**Provided passage:**
---+---

# hauntedstar09 is here



## hauntedstar09 (Jun 11, 2009)

I'm hauntedstar09, I like Halloween so much I start my own haunted place. we have been doing it for about 4yrs. It's on 10 arces, family and friends help we have so much fun, we do it the last two weekends in Oct.I started plan someting new right after halloween for the next yr. some people think I'm craze, but who cares what people think, I have fun and that what matters.:xbones:


----------



## Fiend4Halloween (Aug 28, 2008)

Hello hs09, and welcome to a great forum. We'd love to see some of those haunt pics.


----------



## Devils Chariot (May 23, 2007)

Hey Hey Huantedstar!

talk is cheap, lets see some pics. Welcome aboard to this internet ship of madmen, matey!


----------



## spideranne (Jul 17, 2006)

Welcome!


----------



## scareme (Aug 29, 2006)

Hi and welcome to the forum. Where is your haunt at?


----------



## Frighteners Entertainment (Jan 24, 2006)

Welcome.


----------



## sharpobject (May 7, 2008)

Hi and welcome !!!


----------



## Vlad (Aug 2, 2005)

Welcome to the forum!


----------



## RoxyBlue (Oct 6, 2008)

Welcome to the Forum, Haunted!


----------



## dave the dead (Jan 31, 2007)

Howdy!


----------



## IMU (Apr 8, 2009)

Hello and welcome!


----------



## Spooky1 (Aug 25, 2008)

Welcome HS09, get posting so you can show us pictures of your haunt.


----------



## hauntedstar09 (Jun 11, 2009)

---+---

**Data provided:**
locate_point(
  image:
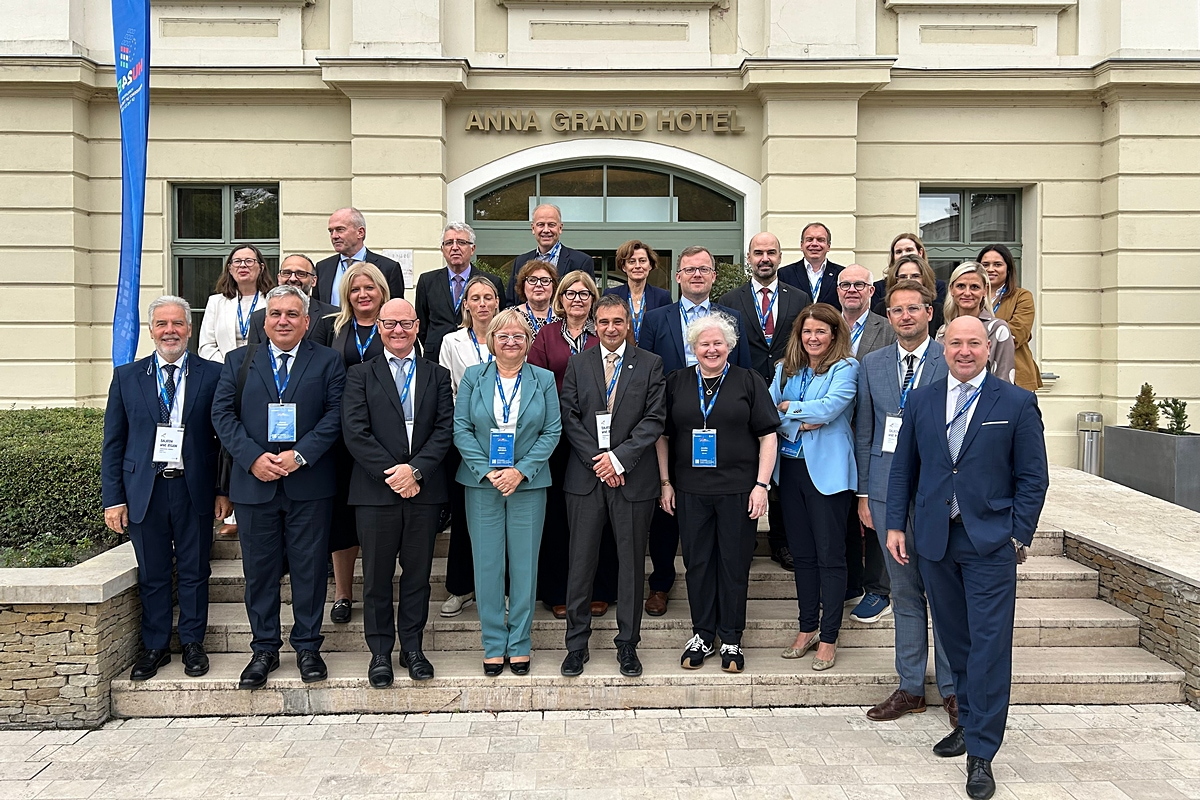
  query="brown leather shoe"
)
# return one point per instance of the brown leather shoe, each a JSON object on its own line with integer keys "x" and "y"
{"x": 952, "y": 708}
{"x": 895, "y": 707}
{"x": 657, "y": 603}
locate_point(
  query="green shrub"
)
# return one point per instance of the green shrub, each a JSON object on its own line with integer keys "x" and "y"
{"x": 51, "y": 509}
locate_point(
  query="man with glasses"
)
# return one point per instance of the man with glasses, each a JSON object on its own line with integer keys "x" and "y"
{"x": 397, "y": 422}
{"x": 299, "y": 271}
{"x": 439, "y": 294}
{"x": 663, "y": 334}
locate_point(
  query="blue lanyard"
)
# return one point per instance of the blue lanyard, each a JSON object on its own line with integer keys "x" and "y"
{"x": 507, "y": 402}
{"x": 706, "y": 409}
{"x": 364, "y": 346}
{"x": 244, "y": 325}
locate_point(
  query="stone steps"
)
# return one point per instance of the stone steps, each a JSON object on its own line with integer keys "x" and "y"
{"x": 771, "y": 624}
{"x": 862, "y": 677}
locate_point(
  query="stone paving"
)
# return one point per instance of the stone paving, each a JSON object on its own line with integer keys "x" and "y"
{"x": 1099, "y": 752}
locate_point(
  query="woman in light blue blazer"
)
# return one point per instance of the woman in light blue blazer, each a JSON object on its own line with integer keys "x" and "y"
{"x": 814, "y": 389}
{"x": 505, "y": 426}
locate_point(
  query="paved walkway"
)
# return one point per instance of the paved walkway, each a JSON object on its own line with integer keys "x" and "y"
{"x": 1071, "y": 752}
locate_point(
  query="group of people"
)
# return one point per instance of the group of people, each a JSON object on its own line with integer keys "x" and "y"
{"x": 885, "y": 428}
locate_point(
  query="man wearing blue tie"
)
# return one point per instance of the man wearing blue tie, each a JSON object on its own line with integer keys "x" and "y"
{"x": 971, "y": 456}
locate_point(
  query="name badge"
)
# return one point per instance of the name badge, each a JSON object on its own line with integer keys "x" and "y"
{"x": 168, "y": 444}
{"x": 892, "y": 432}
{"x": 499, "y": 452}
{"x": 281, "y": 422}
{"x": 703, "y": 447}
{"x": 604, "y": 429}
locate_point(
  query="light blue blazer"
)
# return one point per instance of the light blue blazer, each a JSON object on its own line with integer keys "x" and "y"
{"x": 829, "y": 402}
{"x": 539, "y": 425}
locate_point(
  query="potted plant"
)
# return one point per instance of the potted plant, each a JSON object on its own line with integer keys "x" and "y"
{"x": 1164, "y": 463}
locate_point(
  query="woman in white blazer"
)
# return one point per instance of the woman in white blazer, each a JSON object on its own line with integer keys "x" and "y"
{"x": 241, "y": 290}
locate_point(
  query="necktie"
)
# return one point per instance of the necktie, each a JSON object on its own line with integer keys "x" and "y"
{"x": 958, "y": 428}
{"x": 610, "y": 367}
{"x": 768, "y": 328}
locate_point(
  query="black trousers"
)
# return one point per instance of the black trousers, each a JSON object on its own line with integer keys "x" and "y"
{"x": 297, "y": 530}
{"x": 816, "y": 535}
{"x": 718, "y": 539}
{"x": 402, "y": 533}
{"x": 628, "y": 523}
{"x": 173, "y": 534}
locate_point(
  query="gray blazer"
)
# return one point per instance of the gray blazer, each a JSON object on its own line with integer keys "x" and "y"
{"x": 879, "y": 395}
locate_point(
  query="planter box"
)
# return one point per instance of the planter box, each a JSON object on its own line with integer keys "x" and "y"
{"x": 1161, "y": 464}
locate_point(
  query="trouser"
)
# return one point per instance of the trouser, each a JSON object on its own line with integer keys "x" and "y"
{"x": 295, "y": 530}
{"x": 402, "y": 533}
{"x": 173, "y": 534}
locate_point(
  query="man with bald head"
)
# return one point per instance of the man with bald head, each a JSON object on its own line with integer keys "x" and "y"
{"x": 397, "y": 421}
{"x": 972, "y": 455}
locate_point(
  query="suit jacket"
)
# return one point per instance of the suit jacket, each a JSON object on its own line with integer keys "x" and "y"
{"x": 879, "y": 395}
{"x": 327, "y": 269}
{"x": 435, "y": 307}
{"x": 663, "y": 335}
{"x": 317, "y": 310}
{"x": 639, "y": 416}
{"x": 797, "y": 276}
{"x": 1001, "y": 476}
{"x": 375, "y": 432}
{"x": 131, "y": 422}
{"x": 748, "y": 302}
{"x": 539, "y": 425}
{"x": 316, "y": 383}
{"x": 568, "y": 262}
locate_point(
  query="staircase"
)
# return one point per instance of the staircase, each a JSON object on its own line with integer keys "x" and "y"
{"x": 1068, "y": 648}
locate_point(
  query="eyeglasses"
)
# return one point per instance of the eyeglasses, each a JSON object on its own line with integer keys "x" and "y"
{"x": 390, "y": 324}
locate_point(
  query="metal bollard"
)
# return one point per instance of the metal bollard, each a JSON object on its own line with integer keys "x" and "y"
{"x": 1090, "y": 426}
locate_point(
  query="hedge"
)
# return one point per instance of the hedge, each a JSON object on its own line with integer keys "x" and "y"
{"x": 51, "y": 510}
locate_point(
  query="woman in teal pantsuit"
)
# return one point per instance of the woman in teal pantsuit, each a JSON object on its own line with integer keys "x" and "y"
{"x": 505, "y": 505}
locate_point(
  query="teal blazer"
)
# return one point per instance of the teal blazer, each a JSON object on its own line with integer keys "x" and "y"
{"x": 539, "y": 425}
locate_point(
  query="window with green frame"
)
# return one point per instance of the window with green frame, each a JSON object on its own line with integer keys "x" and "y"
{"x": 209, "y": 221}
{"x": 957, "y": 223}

---+---

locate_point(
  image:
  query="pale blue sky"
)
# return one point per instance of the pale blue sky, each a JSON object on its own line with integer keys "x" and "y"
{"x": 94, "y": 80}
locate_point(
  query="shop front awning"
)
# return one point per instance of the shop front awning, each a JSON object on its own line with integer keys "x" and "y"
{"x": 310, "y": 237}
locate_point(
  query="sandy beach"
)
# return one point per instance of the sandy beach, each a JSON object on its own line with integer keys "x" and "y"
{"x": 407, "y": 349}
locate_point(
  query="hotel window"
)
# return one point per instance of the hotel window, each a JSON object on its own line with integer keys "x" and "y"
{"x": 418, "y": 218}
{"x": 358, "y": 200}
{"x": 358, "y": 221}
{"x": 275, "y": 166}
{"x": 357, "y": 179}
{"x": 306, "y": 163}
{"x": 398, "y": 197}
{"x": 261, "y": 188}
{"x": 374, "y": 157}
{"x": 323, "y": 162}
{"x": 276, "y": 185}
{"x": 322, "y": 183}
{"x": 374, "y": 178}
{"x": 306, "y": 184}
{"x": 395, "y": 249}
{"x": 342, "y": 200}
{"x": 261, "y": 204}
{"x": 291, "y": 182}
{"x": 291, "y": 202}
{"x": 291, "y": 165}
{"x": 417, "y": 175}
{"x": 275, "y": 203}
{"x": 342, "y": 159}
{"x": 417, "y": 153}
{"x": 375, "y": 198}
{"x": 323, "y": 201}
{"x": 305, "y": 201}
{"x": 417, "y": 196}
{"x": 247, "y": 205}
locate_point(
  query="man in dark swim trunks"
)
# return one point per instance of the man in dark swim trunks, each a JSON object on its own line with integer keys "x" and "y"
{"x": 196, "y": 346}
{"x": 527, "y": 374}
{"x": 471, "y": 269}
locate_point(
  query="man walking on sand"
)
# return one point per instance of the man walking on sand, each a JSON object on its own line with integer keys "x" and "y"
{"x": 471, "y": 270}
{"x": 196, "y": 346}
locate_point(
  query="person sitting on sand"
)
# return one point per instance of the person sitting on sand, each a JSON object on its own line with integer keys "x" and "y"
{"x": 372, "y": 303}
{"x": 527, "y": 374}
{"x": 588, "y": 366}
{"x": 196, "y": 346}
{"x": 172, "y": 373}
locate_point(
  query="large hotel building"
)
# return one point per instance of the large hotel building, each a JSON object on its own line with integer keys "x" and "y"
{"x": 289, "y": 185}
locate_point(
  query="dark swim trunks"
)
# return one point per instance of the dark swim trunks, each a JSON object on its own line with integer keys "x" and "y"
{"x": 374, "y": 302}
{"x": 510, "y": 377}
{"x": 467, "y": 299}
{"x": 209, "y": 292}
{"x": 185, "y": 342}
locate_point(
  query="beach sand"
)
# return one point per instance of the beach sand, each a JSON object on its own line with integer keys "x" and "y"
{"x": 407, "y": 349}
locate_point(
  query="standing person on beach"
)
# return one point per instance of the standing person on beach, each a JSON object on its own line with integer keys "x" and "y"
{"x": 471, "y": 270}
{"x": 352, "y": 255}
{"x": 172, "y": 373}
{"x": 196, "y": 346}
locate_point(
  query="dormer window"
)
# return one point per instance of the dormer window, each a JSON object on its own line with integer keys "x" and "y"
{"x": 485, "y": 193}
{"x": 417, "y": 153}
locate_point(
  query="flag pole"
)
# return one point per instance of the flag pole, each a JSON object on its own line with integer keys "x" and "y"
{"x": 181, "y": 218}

---+---

**Problems:**
1. According to the welcome thread, on which weekends does hauntedstar09 run the haunt?
2. Reproduce verbatim the stretch of the welcome thread from "## Devils Chariot" through "(Jul 17, 2006)".
3. Write the next part of the welcome thread, picking up right after its final line.
The rows are separate material, unconnected to the welcome thread.

**Expected responses:**
1. The last two weekends in October.

2.
## Devils Chariot (May 23, 2007)

Hey Hey Huantedstar!

talk is cheap, lets see some pics. Welcome aboard to this internet ship of madmen, matey!


----------



## spideranne (Jul 17, 2006)

3.
I live in the heartland.


----------



## hauntedstar09 (Jun 11, 2009)

spideranne said:


> Welcome!


 Hi, spideranne , did u go to Parker House last yr.:xbones:


----------



## smileyface4u23 (Apr 1, 2008)

Welcome - can't wait to see some pics!!!


----------



## Monk (Aug 26, 2008)

welcome


----------



## Draik41895 (Oct 25, 2008)

Welcome!


----------



## ghubertu (Apr 10, 2009)

Hi and welcome, can't wait to see some pics!


----------



## pyro (Oct 7, 2006)

welcome


----------



## The Bloodshed Brothers (Jan 25, 2009)

welcome enjoy yourself


----------



## Fangs (Jun 6, 2006)

Greetings hauntedstar09! Hope you like your new home on the net!


----------



## Ms. Wicked (Nov 14, 2006)

Welcome!


----------



## Joiseygal (Sep 3, 2008)

Hey Hauntedstar09 hope you like it here!


----------



## hedg12 (Jul 6, 2008)

We wants the pictures! We wants the pictures!

Hi and welcome!


----------



## Spookineer (Aug 20, 2006)

Welcome to the party!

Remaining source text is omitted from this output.